— Text —

════════════════════

TCD, UCD receive funding to study graphene


Artificial retinas, lightweight aircraft and “roll-up” computer screens are technologies that could arise from a €1 billion EU-funded research effort to study a unique form of carbon called graphene.

Two Irish universities are involved in this major initiative, and together will receive funding worth more than €1 billion over two to three years.

Graphene is one of the strangest forms of pure carbon yet discovered. It forms in layers just one atom thick and has unusual properties including being the strongest material known, 200 times stronger than steel, despite being so thin. It also has many possible applications in electronics, aviation and medical products.

Trinity College Dublin’s Jonathan Coleman will be deputy leader of one of 15 work packages set up by the Commission under the “Future and Emerging Technologies Graphene Flagship Project”. The project will involve the work of 126 academic and industry groups from 17 countries.

════════════════════

— Exercise prompt —
Answer these from the graphene article:
1. What three technologies does it name as ones that could arise from the research?
2. How many times stronger than steel is graphene?
3. How many academic and industry groups, from how many countries, will the project involve?

— Source material —
════════════════════

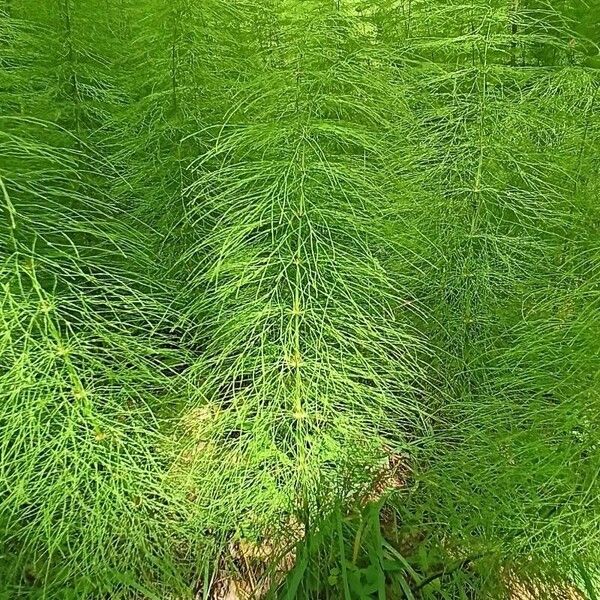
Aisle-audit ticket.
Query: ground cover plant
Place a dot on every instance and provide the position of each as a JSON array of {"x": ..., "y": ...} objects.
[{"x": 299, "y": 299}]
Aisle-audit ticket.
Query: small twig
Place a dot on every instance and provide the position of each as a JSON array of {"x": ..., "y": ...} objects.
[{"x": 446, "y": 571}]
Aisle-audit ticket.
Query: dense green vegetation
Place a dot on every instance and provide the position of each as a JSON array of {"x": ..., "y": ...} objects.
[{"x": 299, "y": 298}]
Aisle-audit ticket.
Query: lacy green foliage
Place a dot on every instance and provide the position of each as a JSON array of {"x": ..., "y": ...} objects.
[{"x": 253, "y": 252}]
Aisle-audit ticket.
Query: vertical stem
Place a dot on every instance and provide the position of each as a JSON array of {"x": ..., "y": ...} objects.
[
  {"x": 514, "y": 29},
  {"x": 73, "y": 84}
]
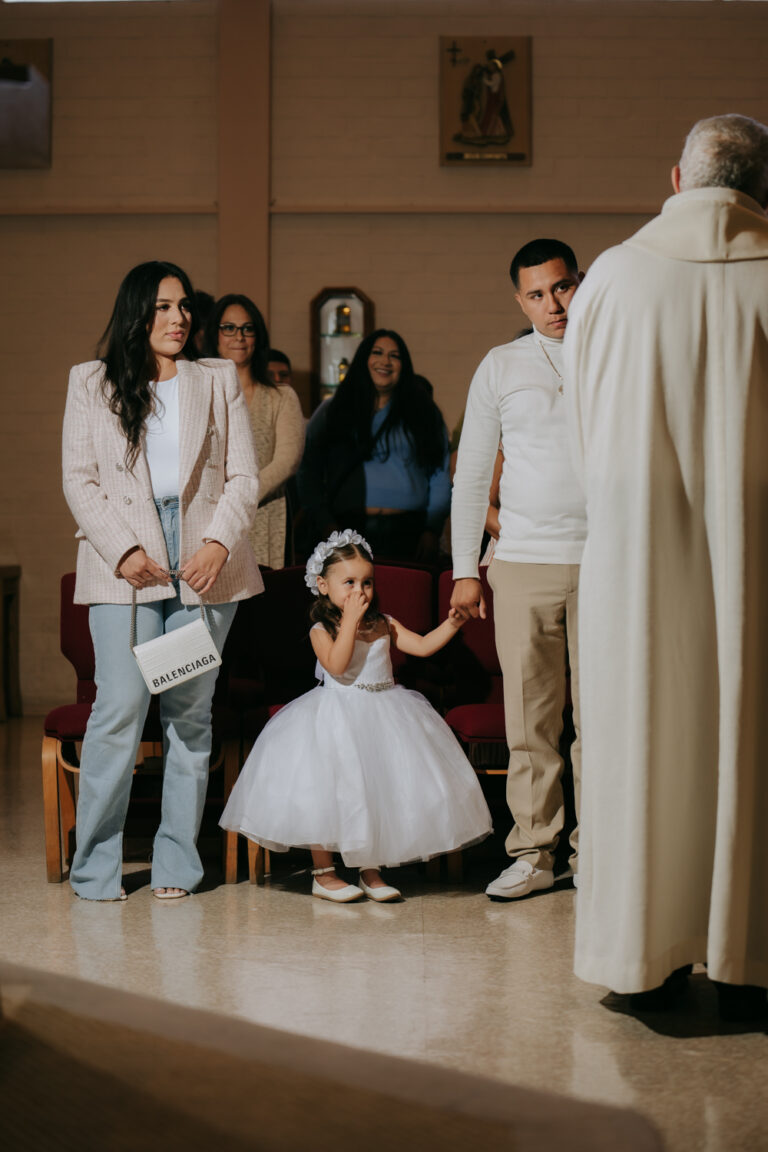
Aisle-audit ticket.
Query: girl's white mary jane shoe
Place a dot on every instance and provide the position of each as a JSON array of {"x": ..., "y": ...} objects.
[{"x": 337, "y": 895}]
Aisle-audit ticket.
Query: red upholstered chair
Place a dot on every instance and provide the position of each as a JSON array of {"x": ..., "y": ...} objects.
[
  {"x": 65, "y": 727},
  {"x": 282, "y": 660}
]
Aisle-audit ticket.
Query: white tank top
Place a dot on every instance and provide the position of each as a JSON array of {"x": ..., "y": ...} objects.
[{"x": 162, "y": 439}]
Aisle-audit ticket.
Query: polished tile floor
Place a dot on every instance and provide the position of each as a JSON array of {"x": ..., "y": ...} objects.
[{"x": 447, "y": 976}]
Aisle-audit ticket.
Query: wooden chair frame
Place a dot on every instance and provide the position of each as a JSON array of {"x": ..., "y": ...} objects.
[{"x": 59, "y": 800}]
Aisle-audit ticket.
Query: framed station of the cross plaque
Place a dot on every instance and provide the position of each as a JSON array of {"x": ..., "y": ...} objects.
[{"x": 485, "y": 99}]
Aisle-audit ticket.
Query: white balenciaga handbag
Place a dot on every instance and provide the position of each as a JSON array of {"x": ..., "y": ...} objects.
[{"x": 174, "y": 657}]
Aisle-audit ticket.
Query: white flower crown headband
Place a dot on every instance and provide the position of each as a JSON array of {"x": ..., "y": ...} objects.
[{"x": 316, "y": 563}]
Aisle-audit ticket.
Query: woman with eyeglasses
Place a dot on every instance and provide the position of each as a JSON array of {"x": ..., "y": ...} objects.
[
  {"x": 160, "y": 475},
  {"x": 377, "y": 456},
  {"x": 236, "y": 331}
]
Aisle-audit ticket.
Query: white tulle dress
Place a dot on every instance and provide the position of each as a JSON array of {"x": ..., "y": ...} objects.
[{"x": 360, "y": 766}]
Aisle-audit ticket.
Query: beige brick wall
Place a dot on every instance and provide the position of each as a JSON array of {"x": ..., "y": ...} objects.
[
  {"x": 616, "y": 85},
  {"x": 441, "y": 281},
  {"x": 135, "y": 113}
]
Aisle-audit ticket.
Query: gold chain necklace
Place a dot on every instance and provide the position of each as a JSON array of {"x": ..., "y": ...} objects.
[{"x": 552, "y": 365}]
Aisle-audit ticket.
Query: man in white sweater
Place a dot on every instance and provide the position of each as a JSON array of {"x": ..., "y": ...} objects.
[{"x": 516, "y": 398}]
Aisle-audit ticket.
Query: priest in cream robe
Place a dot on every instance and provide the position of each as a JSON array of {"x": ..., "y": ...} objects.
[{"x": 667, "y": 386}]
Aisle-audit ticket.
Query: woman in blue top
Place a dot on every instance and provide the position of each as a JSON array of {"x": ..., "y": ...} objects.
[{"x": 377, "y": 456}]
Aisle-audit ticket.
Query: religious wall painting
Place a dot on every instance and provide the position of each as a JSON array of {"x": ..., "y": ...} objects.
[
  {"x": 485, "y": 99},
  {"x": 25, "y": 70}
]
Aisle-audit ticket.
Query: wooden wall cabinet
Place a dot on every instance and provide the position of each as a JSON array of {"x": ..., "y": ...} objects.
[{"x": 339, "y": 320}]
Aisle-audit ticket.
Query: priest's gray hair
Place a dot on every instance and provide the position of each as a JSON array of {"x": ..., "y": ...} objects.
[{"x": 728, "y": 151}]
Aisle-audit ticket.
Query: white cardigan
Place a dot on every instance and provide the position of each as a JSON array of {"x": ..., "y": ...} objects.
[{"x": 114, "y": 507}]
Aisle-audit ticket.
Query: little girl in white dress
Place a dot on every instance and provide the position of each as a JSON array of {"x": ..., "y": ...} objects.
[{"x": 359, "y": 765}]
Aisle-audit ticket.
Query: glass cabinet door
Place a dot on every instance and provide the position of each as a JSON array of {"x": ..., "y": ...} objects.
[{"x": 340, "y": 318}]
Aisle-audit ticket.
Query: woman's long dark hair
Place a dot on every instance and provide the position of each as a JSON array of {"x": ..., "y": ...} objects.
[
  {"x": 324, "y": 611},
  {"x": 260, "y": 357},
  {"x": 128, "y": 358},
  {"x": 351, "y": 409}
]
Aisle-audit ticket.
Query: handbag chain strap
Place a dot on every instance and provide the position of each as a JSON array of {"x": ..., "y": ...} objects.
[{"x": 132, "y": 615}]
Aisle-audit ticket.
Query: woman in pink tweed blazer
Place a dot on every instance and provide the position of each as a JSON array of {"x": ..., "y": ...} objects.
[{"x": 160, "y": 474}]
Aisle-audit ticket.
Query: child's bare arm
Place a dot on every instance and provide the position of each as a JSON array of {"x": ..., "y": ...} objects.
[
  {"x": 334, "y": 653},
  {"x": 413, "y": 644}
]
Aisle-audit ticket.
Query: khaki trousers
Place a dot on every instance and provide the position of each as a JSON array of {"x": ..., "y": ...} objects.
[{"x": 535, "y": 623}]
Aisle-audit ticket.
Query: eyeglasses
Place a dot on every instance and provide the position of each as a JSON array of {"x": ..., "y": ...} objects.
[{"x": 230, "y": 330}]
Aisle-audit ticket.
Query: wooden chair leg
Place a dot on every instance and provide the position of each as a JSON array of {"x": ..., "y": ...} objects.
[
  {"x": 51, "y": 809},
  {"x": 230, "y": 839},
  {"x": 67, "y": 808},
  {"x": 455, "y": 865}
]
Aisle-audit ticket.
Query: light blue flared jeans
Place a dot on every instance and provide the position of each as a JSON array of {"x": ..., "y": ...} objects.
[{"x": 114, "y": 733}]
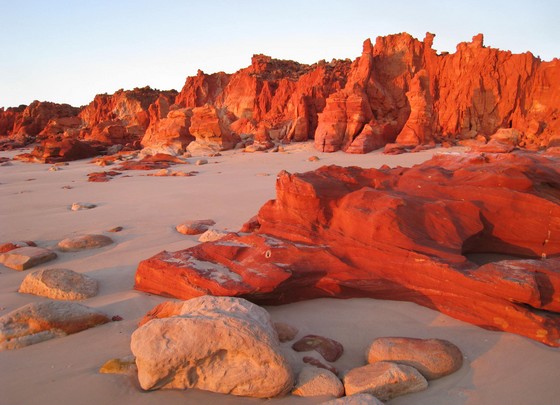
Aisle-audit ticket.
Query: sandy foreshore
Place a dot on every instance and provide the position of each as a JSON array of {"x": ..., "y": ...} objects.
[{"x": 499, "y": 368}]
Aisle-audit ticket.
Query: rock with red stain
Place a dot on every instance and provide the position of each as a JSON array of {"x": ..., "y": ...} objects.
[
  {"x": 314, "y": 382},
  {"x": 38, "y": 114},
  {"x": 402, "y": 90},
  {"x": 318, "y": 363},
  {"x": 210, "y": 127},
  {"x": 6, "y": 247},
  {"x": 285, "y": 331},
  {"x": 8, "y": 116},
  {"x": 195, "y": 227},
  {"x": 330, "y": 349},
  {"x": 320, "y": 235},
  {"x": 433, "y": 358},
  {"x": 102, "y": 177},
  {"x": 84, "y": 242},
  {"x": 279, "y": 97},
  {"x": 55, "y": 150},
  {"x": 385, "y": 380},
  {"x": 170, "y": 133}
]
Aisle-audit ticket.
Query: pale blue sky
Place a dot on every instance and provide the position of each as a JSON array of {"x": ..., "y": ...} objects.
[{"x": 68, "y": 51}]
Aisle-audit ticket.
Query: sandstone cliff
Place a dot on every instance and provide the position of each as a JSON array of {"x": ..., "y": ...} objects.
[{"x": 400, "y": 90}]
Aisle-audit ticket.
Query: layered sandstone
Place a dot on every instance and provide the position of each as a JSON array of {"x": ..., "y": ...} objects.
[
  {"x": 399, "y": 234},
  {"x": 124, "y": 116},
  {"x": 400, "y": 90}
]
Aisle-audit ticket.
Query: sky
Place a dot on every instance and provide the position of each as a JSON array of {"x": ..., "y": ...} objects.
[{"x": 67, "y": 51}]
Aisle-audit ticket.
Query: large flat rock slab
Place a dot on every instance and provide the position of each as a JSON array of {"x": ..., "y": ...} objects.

════════════════════

— Response —
1. Artificial retinas, lightweight aircraft and "roll-up" computer screens.
2. 200 times.
3. 126 groups from 17 countries.